### STATED EXERCISE 1:
Rewrite the account of Fort Pearsall from "As first constructed, the" to "into the background.", changing "stockade" to "palisade".
### STATED EXERCISE 2:
Continue the account of Fort Pearsall from the point where it stops.

### DOCUMENT:
[start]
FORT PEARSALL

FROM “FRONTIER FORTS ALONG THE POTOMAC AND ITS TRIBUTARIES”

BY WILLIAM H. ANSEL, JR

This stockade was located along or near the South Branch River west of present Romney in Hampshire County, West Virginia. It stood on Lot No. 16 of the Fairfax South Branch survey, this land having been originally conveyed by Lord Fairfax to Samuel Earl on June 16, 1749. On July 28, 1761, Earl conveyed this lot to Job Pearsall, who remained the owner until Nov 10, 1766, when he sold it to Luke Collins. Lot 16 contained 323 acres and was situate on the east side of the river just north of the point where United States Route 50 now crosses the stream. It extended back from the river in an easterly direction 240 rods (3,960 feet) on the south boundary and 182 rods (3,003 feet) on the north side, sufficient distances so as to include a part of what is now known as Indian Heights, all of Indian Mound Cemetery and a part of the land now within the corporate limits of Romney. There appears to be no record that Colonel Washington ever ordered a fort to be built at Pearsall’s as was the case at Parker’s and at Ashby’s on Patterson’s Creek. The original structure was built by Pearsall with the help of his neighbors who would have included William Buffington, Luke Collins, Nicholas Casey, Thomas McGuire, John Collins, as well as members of the Kuykendall and Parsons families. The Formans were neighbors also, but they were probably busy at the time building their own fort three miles down the river. Pearsall doubtless began construction of his stockade in the fall of 1754, for by that time it was apparent that border warfare was inevitable.

To have taken the name Pearsall, the fort must have been built on land under the ownership or the control of a person by that name. In 1754, Job Pearsall owned no land along the South Branch, as he did not acquire Lot 16 until seven years later. He must, however, have been a tenant of Samuel Earl, who was a resident of Winchester, and Pearsall occupied this land with Earl’s consent and probably under an oral agreement to purchase the real estate, which was a common arrangement in the eighteenth century.

As first constructed, the fort was a small affair, perhaps consisting of a log stockade built around Pearsall’s cabin. But because of its strategic location, being on the military highway connecting Forts Loudoun and Cumberland, and also on the Shawnee Trail leading from Cresap’s fort at Oldtown to the upper reaches of the South Branch, it soon attracted the attention of Washington as well as Governor Dinwiddie. By early 1756, the place had been enlarged at public expense to a size sufficient to accommodate a garrison of up to one hundred men, and it soon became a very important link in the chain of forts being built or refurbished so as to defend the frontier. So important, in fact, that the Virginia Regiment, and at times, the rangers and the militia took such complete charge of the place that Job Pearsall was pushed into the background.
[end]
### DATA LINES:
[start]
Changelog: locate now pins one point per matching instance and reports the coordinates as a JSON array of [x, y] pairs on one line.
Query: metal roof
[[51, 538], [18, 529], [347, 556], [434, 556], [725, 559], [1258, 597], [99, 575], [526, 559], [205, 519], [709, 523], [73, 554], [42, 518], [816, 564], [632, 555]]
[end]
### WRITTEN ANSWER 1:
As first constructed, the fort was a small affair, perhaps consisting of a log palisade built around Pearsall’s cabin. But because of its strategic location, being on the military highway connecting Forts Loudoun and Cumberland, and also on the Shawnee Trail leading from Cresap’s fort at Oldtown to the upper reaches of the South Branch, it soon attracted the attention of Washington as well as Governor Dinwiddie. By early 1756, the place had been enlarged at public expense to a size sufficient to accommodate a garrison of up to one hundred men, and it soon became a very important link in the chain of forts being built or refurbished so as to defend the frontier. So important, in fact, that the Virginia Regiment, and at times, the rangers and the militia took such complete charge of the place that Job Pearsall was pushed into the background.

### WRITTEN ANSWER 2:
Because of the practice of calling the forts by the name of the commanding officer, by 1756, Pearsall’s was being referred to as McKenzie’s fort, probably more often that it was called by the name of the original builder. Captain Robert McKenzie commanded a company in the Virginia Regiment and he was in charge at Pearsall’s longer that any other officer. In Washington’s orders and correspondence, he often mentioned McKenzie’s fort when it was apparent he was referring to Pearsall’s. On August 5, 1756, Washington wrote Captain McKenzie from Winchester, the wording of the letter clearly showing that McKenzie was at Pearsall’s fort. Washington ordered that if Pearsall desired meat from the public stores, it was not to be given to him but he must buy what he needed. McKenzie was also told to use his fields as he saw fit on the premise that one of the reasons for posting troops at Pearsall’s was for his protection and he could do no less for the benefit of the troops.

The tenor of this letter would indicate that Washington and Job Pearsall were not quite so close as they probably were at the beginning of the war. In the same missive, Washington advised Captain McKenzie about the water supply at the fort. He was told to build a fence eight or ten feet high, covered on top; that it should be strongly staked and straight and to lead within a sail’s length of the water.

The problem of a water supply for the garrison may have an important bearing as the exact place Fort Pearsall was located. As heretofore noted, the fort was on Lot No. 16, that being the home of Pearsall, it being unlikely a fort constructed upon property under someone else’s control would have taken the name Pearsall. Lot No. 16 as surveyed by James Genn in 1748 included the bottom land on the east side of the river lying north of present United States Route 50, and being between the river and the bluff, known as Yellow Banks where Indian Mound Cemetery is now located. The fort to be on Pearsall property must of necessity have been located somewhere in the area of the cemetery or on the lower bluff known as Indian Heights or on the bottom land along or near the river. Since there appeared to be no constant source of water on the elevations that belonged to Pearsall, the water referred to by Washington could have well been the South Branch River. If the fort was on the bottom land near the river it would have been overlooked by the bluff n which Indian Mound Cemetery is located. Although a defect, it would have been no different from other frontier forts as many were commanded by higher ground.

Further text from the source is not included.